# [Your objective]
Exactly the lines from the one that holds "TASK = locate" to the end of the data below: retype these and nothing else.

##########

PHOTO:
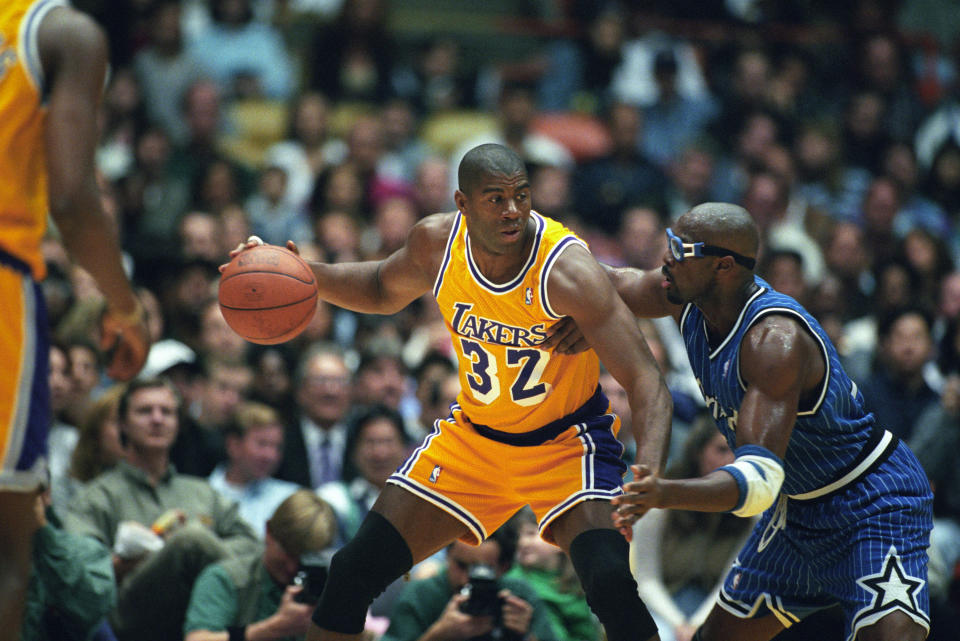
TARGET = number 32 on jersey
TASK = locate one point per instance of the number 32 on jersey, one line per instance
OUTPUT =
(524, 366)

##########

# [Finished task]
TASK = locate one point per instance of the number 32 on jersey, one line per instance
OUTPUT =
(524, 366)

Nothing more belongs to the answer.